Input records:
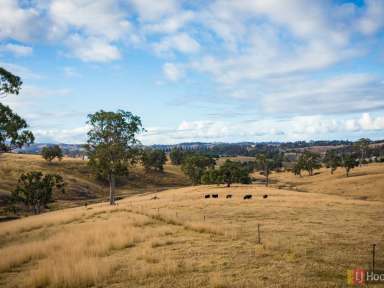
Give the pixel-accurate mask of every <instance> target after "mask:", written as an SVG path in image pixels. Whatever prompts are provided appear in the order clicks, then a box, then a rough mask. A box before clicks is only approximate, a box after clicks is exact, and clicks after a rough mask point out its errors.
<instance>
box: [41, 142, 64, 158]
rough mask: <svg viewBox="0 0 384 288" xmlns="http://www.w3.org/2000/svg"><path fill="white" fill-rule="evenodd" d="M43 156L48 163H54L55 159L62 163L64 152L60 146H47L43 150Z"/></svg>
mask: <svg viewBox="0 0 384 288" xmlns="http://www.w3.org/2000/svg"><path fill="white" fill-rule="evenodd" d="M41 156H42V157H43V158H44V159H45V160H47V161H48V162H52V160H53V159H55V158H57V159H58V160H59V161H61V159H63V151H62V150H61V148H60V146H59V145H53V146H46V147H44V148H43V149H42V150H41Z"/></svg>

Work instruction: Only the lines from the first line of the entries through the line containing "box: [41, 142, 64, 158]" should be output, exactly as they are, without pictures.

Worked solution:
Give the pixel-accurate mask of every <instance> target after "mask:", written as an SVG path in image pixels. Whatever prompts are provided appear in the order clicks, then a box, then a rough mask. A box before clicks is only approximate, a box after clicks is exact, and clicks after a rough mask point out its errors.
<instance>
box: [41, 142, 64, 158]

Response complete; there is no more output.